And I did a few more tests converting datetime to string:
# converting to string works a bit faster than truncate('1mo'), though still it utilises only single CPU core
%time df.group_by(pl.col.date.dt.strftime('%Y-%m')).agg(pl.count())
# CPU times: user 30.2 s, sys: 2.67 s, total: 32.9 s
# Wall time: 23 s
# CPU time for duckdb is comparable with polars, but due to utilising all cores, Wall time is much smaller
%time duckdb.sql("select strftime('%Y-%m', date) as month, count() from df group by month").pl()
# CPU times: user 26.6 s, sys: 162 ms, total: 26.7 s
# Wall time: 3.83 s
So, maybe there are 2 separate problems:
If 1st point could be related to polars, then just fixing it could improve things.
Another alternative, inspired by duckdb date_trunc implementation
%time df.group_by(pl.datetime(year=pl.col.date.dt.year(), month=pl.col.date.dt.month(), day=1)).agg(pl.count())
# CPU times: user 12.9 s, sys: 11 s, total: 23.8 s
# Wall time: 18.6 s
A bit faster, though still not very impressive
Ok, expression implementation is actually slower:
import numpy as np
import polars as pl
from polars import col, when
start = np.datetime64("2015-01-01", "s").astype("int")
end = np.datetime64("2020-01-01", "s").astype("int")
n = 1_000_000
df = pl.DataFrame({"date": np.random.randint(start, end, n).astype("datetime64[s]").astype("datetime64[ms]")})
df = df.with_columns(col("date").cast(pl.Date))
t = col("date")
y = t.dt.year() - 1970
p = (y + 1) // 4
s = y * 365 + p
d = t - s
days = pl.Series([31, 28, 31, 30, 31, 30, 31, 31, 30, 31, 30, 31])
nearest_offset = sum((day * (d >= cum_day) for day, cum_day in zip(days, days.cum_sum())))
is_leap_year = (y + 2) % 4 == 0
offset = is_leap_year & (d > 58)
truncated = (s + nearest_offset + offset).cast(pl.Date)
# 324 ms ± 15.5 ms per loop (mean ± std. dev. of 7 runs, 1 loop each)
df.with_columns(col("date").dt.truncate("1mo"))
# 584 ms ± 10.8 ms per loop (mean ± std. dev. of 7 runs, 1 loop each)
df.with_columns(truncated)
Most of the time is taken up by the when/then
chain, so if there's a way to simplify that we could make some improvements.
@stas-sl I know you've moved beyond truncate but I'm just having fun here.
Edit: faster implementation now with logical sums, still slower than .dt.truncate()
.
It is slower with expressions but it doesn't mean it will be slower if it's coded in rust directly
@mcrumiller Just experimenting with your example, it seems coalesce + separate when/thens is faster than a single when/then chain
nearest_offset = pl.coalesce(
when(d < 31).then(0),
when(d < 59).then(31),
...,
334
)
pl.cut
seems to be a much faster operation, but getting the value back involves casting the labels to strings and back again which slows it down. (although still seems to be faster than the when/then approaches)

→ **Data records**:
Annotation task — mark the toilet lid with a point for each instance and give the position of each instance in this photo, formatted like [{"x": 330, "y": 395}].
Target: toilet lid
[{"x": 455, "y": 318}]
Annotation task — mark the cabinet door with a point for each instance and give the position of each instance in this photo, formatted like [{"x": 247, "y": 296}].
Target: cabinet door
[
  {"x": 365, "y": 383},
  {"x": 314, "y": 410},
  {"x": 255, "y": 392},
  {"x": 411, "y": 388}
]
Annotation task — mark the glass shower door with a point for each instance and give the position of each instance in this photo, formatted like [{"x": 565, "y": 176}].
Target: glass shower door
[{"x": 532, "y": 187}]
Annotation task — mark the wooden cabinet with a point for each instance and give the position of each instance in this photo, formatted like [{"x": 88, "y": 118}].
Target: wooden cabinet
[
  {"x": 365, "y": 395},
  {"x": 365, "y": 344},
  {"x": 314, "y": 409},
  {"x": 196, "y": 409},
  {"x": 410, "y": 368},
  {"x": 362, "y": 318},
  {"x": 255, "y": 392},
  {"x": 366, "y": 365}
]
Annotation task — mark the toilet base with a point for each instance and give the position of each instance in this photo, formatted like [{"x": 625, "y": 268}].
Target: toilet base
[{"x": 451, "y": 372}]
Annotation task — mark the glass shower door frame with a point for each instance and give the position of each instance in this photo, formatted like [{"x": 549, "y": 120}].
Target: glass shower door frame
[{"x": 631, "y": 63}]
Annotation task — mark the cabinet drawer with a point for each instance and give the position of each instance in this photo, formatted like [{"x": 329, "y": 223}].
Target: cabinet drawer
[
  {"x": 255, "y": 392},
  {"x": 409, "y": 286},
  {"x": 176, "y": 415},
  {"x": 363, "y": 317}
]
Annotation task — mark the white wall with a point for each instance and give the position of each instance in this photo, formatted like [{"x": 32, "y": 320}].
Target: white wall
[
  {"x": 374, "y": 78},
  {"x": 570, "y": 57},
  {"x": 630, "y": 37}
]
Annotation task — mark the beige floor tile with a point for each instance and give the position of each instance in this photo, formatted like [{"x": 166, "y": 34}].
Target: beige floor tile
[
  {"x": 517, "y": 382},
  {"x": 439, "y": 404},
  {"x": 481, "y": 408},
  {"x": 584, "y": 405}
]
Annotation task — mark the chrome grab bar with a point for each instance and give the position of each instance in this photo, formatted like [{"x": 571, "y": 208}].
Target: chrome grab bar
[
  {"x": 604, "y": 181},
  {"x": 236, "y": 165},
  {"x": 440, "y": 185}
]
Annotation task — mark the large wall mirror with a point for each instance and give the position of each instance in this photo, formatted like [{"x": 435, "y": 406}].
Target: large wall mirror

→ **Task requirements**:
1. In the polars performance thread, what Wall time was reported for the duckdb query that groups by strftime month?
2. List every Wall time reported in the polars performance thread.
3. Write out everything in the polars performance thread from "nearest_offset = sum((day" down to "having fun here.".
The records have no role in this work.

→ **Answers below**:
1. 3.83 s

2. 23 s, 3.83 s, 18.6 s

3.
nearest_offset = sum((day * (d >= cum_day) for day, cum_day in zip(days, days.cum_sum())))
is_leap_year = (y + 2) % 4 == 0
offset = is_leap_year & (d > 58)
truncated = (s + nearest_offset + offset).cast(pl.Date)
# 324 ms ± 15.5 ms per loop (mean ± std. dev. of 7 runs, 1 loop each)
df.with_columns(col("date").dt.truncate("1mo"))
# 584 ms ± 10.8 ms per loop (mean ± std. dev. of 7 runs, 1 loop each)
df.with_columns(truncated)
Most of the time is taken up by the when/then
chain, so if there's a way to simplify that we could make some improvements.
@stas-sl I know you've moved beyond truncate but I'm just having fun here.